• Stated task: Recast the lines of the listing, starting at the line containing "Robotic grasping planner here. I need to pick up the finial" and ending at the line containing "0,452,260,577", as a numbered list that includes both of those lines and leaves out any blank lines.

(Entries for labeling bounding boxes)
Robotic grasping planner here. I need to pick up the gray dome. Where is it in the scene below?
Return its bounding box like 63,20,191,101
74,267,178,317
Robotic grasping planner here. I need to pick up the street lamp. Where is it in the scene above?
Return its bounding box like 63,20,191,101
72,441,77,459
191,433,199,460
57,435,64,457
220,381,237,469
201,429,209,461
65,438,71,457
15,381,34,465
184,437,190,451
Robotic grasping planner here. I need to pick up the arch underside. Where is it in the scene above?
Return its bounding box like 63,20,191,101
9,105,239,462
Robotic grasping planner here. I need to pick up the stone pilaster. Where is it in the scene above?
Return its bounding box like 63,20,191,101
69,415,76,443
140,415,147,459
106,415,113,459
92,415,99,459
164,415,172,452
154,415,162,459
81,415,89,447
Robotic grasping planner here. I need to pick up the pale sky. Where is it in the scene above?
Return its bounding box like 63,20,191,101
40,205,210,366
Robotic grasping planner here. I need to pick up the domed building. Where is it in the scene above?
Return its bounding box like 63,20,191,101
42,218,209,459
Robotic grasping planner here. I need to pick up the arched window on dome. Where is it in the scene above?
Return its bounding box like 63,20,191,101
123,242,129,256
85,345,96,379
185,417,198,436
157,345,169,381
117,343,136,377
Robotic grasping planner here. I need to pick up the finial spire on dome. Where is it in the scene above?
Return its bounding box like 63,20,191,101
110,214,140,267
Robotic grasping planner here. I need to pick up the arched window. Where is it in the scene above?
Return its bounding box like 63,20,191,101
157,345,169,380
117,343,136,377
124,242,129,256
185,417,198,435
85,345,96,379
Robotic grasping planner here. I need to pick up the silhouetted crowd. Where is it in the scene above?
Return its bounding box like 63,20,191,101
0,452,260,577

==

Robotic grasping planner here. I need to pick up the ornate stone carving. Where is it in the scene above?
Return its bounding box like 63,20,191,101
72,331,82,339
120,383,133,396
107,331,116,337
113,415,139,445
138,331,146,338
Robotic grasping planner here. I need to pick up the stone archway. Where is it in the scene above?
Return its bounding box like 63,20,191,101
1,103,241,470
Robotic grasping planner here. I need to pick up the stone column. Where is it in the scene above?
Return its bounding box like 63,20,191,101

==

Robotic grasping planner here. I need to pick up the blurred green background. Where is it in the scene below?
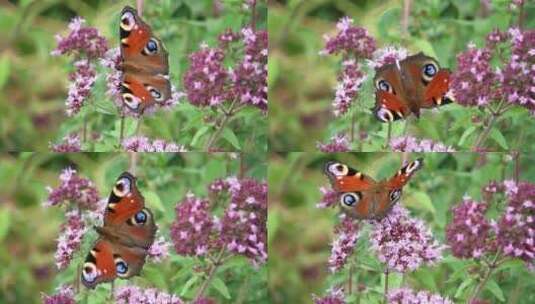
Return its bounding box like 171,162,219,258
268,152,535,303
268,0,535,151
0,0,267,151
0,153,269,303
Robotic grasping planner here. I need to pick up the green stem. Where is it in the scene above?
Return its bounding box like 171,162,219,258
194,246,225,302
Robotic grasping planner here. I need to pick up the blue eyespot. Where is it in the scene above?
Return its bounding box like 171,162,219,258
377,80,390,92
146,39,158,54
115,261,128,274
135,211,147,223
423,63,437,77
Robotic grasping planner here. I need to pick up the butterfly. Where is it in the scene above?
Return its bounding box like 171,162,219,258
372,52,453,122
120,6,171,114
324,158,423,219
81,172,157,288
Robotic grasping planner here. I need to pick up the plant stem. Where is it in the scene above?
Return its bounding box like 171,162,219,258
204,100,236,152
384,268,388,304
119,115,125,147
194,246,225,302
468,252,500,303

• Solution to this task:
1. Robotic grasping planner here. I need to pick up the finial spire on dome. Where is it in the scene above?
2. Return its bounding box like 63,20,191,101
3. 110,214,140,267
4. Robotic grasping planner here. I need to pick up the arched window. Where is it in the scene above?
5. Return its bounding box like 63,20,191,101
6. 157,345,169,380
7. 117,343,136,377
8. 124,242,129,256
9. 185,417,198,435
10. 85,345,96,379
11. Robotic grasping planner here. I need to pick up the silhouetted crowd. Where is it in the scene above?
12. Return its bounding box like 63,20,191,101
13. 0,452,260,577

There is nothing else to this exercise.